_PASSAGE SHOWN_
_ _ _ _
Andreas: Absolutely yes, to me it does. So in terms of batch verifiability Pieter, from what I understand there are three or more different levels of batch verifiability. There is verifying multiple signatures in a single script, there is verifying multiple signatures across inputs of the same single transaction and then there is verifying signatures across multiple inputs across multiple transactions, perhaps even a whole block. Which level of batch verifiability are we talking about?

Pieter: All of them. These increasing levels you are talking about, they are increasingly complicated to integrate in software but there is nothing that prevents batch verifying the entire chain in a single operation.

Adam: Batch verifying the entire chain would have the result of effectively making sure that the entire chain is valid and if there are any transactions or actions within it that are invalid then the entire thing would show up as invalid. So you could do that theoretically and it should still work even at that scale.

Pieter: That’s right. It is probably not something you want to do when individual blocks are coming in but for verifying history this may be the case. Andreas, I need to point out we’re talking about batch verifiability here. There’s another property namely aggregation and there things look very different. When we’re talking about batch verifiability all the transactions, all the signatures, all the public keys individually still remain in the chain. It is just a faster way of verifying them all at once.

Andreas: This is basically a CPU and memory optimization in the client that is verifying the chain?

Pieter: Yes, absolutely. It is just that and the reference implementation doesn’t even do this at this point. The whole proposal is just designed to make this optimization possible. In contrast to that there is signature aggregation which is technology where you effectively reduce the number of signatures that are in a transaction or in a block even and so on. So far BIP-Taproot and Tapscript as is only support forms of aggregation within a single input, so multiple keys within a single input. One is through Musig, a construction where you get rid of the public keys, you combine them all and now you have a single signature for it. There are more advanced ways of enabling wider aggregation but those are not included.

Andreas: But they are not prevented either so there is a possibility that in the future you could have perhaps a transaction with three or four inputs where we could have aggregation of the signatures so there is one signature for the entire transaction. And then perhaps even later on if all the signatures in a block were like that you could even aggregate a whole block into one signature.

Pieter: Yes, not prevented but it will require a successor to Taproot. The aggregation cross-input would probably not be in BIP-Taproot.

Andreas: In terms of the adoption of this we obviously don’t have a timeline for these BIPs to be soft forked into mainnet. But let’s assume that they were soft forked at some point in the future. Obviously this would be a hybrid chain where ECDSA, which still exists of course, one of the principles in Bitcoin is that you don’t invalidate old outstanding UTXO. Anyone can bring anything back from the very first block and it should still be spendable. At that point you have ECDSA and Schnorr coexisting in blocks perhaps even in single transactions, some inputs could be ECDSA, some could be Schnorr, others could be mixed. How does that affect batch verifiability let’s say on a transaction basis? Do you just batch verify whichever Schnorr signatures you have and then separately verify the ECDSA ones?
_ _ _ _
_DATASET EXCERPTS_
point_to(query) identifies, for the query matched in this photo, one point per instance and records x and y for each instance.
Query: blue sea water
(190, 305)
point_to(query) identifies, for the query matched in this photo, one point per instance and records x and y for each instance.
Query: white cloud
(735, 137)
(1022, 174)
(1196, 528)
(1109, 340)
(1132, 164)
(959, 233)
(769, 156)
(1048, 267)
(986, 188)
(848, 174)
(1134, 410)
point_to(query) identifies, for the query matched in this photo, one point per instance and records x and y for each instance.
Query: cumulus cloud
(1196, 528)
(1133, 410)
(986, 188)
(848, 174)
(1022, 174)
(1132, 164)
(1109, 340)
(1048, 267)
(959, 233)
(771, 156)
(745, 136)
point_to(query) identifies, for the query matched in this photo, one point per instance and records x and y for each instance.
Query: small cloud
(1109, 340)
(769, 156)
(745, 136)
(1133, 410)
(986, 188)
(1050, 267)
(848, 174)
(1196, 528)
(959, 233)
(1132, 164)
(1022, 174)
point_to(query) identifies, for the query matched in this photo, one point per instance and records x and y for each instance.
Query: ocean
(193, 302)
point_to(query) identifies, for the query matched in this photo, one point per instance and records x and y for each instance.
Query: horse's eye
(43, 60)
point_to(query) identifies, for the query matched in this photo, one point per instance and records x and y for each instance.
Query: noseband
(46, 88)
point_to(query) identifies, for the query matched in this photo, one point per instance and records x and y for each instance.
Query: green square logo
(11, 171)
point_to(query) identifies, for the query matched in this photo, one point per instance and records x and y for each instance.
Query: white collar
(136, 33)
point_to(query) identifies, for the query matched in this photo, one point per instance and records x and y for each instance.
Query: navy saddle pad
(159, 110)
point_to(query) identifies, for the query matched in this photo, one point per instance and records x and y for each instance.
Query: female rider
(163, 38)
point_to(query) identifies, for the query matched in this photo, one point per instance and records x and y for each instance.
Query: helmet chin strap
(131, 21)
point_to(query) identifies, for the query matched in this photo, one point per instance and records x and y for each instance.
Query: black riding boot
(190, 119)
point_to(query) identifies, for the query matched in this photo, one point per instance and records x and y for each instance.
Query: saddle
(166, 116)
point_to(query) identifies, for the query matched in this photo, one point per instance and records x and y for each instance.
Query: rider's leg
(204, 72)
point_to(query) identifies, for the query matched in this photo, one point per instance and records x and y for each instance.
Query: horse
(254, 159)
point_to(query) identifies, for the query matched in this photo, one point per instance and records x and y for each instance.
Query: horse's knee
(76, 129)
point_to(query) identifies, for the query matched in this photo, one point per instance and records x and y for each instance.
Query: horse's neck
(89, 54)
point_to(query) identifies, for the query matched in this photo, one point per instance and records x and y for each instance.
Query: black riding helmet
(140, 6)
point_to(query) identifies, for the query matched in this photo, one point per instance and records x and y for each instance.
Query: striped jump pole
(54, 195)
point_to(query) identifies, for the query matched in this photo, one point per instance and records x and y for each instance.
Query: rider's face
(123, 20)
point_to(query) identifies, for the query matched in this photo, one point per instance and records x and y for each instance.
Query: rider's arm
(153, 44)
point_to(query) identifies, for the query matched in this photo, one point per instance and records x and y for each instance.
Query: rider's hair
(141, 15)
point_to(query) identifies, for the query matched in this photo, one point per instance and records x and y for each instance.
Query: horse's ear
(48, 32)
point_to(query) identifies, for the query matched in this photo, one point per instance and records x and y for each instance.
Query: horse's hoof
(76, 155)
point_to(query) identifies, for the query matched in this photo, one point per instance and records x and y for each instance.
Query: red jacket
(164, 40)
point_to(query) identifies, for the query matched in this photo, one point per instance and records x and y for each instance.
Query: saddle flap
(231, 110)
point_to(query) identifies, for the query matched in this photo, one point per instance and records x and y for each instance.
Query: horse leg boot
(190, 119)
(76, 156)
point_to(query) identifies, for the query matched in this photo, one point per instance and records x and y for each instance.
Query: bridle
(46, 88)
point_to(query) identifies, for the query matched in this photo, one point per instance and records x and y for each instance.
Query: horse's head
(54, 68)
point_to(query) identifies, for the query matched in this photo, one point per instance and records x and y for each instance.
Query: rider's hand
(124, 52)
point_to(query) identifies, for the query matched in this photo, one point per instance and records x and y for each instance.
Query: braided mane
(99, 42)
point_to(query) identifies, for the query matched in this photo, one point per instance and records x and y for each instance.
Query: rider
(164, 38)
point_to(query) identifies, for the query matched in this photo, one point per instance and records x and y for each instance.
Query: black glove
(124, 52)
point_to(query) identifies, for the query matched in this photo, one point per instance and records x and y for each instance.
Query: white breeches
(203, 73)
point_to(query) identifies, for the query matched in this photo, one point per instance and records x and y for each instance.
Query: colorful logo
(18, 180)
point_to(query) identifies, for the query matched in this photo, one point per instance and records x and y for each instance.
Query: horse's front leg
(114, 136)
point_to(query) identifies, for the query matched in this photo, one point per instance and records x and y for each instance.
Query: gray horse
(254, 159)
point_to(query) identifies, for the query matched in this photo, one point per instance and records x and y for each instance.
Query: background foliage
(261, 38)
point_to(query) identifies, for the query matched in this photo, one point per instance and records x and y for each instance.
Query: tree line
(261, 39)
_ _ _ _
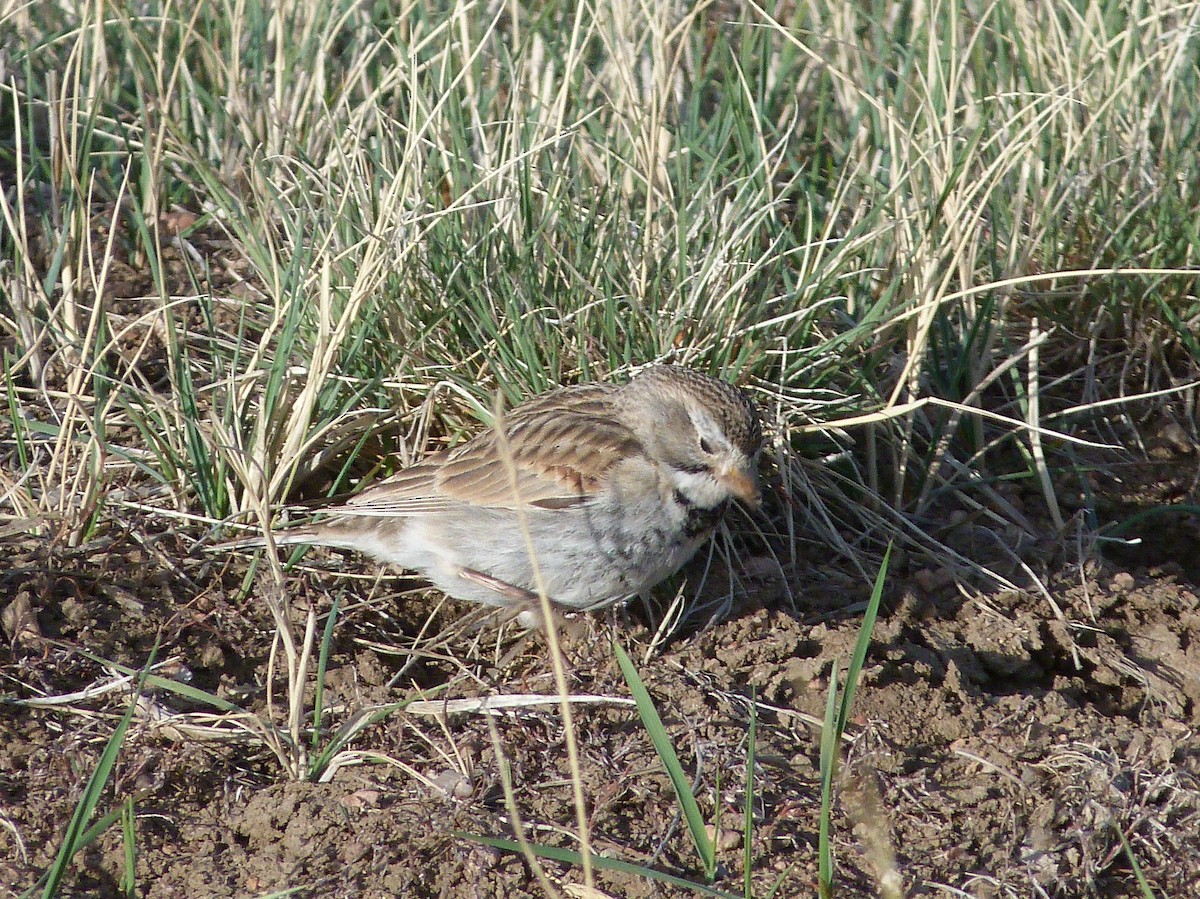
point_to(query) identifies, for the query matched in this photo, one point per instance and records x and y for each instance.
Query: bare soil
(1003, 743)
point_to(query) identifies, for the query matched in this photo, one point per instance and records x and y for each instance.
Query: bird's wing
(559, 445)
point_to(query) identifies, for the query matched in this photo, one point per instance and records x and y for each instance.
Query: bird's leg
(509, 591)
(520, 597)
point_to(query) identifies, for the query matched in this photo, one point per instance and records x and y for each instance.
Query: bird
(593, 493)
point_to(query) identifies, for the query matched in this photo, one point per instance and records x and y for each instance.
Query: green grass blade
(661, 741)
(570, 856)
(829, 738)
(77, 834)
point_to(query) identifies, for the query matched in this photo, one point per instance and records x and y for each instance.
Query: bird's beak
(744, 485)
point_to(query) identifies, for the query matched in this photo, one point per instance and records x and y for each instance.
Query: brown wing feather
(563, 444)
_ _ _ _
_PROBLEMS TO WORK ON_
[A] From the batch verification discussion, reproduce the passage between "Andreas: Absolutely yes, to" and "a single operation.", inclusive.
[B] In the batch verification discussion, Andreas describes several levels of batch verifiability. List every one of them.

_SOLUTION LIST_
[A]
Andreas: Absolutely yes, to me it does. So in terms of batch verifiability Pieter, from what I understand there are three or more different levels of batch verifiability. There is verifying multiple signatures in a single script, there is verifying multiple signatures across inputs of the same single transaction and then there is verifying signatures across multiple inputs across multiple transactions, perhaps even a whole block. Which level of batch verifiability are we talking about?

Pieter: All of them. These increasing levels you are talking about, they are increasingly complicated to integrate in software but there is nothing that prevents batch verifying the entire chain in a single operation.

[B]
- Verifying multiple signatures in a single script
- Verifying multiple signatures across inputs of the same single transaction
- Verifying signatures across multiple inputs across multiple transactions, perhaps even a whole block